## 課題:
以下の記録から、文字列「patient」を含む行をすべて抜き出し、一字も変えずに書き写してください。大文字と小文字は区別されます。
──────────────────────────────
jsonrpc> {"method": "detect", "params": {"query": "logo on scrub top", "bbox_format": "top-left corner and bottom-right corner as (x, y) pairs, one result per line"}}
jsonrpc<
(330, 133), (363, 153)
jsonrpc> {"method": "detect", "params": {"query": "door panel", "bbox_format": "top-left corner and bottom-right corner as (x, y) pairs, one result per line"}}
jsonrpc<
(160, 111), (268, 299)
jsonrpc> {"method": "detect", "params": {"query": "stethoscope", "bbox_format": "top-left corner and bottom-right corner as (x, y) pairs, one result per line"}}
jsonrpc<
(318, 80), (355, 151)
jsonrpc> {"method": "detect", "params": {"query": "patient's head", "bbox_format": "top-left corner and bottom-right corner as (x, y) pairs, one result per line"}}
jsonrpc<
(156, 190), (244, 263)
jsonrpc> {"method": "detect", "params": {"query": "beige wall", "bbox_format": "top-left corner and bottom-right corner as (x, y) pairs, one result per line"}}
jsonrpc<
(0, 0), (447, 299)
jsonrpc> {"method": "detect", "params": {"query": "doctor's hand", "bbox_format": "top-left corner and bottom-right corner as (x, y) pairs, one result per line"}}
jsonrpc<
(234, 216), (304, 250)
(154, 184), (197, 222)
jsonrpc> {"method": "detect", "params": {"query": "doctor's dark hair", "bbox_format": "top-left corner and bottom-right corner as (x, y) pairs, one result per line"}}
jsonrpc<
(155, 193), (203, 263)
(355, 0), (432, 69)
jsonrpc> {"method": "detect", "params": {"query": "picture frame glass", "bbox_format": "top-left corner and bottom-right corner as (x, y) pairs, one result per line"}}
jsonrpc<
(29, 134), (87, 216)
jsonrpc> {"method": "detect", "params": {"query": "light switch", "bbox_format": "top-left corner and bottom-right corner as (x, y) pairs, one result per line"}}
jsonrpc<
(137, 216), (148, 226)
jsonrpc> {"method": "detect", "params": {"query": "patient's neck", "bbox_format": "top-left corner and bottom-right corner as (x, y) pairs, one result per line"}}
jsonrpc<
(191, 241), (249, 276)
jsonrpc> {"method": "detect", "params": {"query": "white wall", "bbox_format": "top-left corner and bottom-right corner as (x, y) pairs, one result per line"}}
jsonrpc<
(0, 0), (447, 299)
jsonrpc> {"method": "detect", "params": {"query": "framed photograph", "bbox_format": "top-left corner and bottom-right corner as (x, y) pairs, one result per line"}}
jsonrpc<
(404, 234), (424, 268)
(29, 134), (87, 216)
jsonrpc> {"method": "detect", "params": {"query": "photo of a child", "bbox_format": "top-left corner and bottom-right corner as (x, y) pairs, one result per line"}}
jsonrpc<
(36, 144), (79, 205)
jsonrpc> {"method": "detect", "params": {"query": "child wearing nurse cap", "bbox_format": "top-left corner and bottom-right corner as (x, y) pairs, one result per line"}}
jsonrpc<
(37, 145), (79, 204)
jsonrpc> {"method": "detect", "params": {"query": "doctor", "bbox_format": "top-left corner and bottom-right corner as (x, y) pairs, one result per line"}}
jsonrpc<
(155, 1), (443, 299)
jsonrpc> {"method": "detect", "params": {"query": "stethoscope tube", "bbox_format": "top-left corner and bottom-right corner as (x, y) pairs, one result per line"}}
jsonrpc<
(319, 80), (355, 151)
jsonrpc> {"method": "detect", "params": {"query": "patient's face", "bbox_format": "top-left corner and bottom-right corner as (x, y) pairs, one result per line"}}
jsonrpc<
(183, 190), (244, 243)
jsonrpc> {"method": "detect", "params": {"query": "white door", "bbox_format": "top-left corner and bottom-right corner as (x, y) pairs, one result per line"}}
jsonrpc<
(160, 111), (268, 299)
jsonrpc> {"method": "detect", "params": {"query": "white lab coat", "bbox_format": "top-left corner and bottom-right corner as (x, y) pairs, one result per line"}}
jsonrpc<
──────────────────────────────
## 回答:
jsonrpc> {"method": "detect", "params": {"query": "patient's head", "bbox_format": "top-left corner and bottom-right corner as (x, y) pairs, one result per line"}}
jsonrpc> {"method": "detect", "params": {"query": "patient's neck", "bbox_format": "top-left corner and bottom-right corner as (x, y) pairs, one result per line"}}
jsonrpc> {"method": "detect", "params": {"query": "patient's face", "bbox_format": "top-left corner and bottom-right corner as (x, y) pairs, one result per line"}}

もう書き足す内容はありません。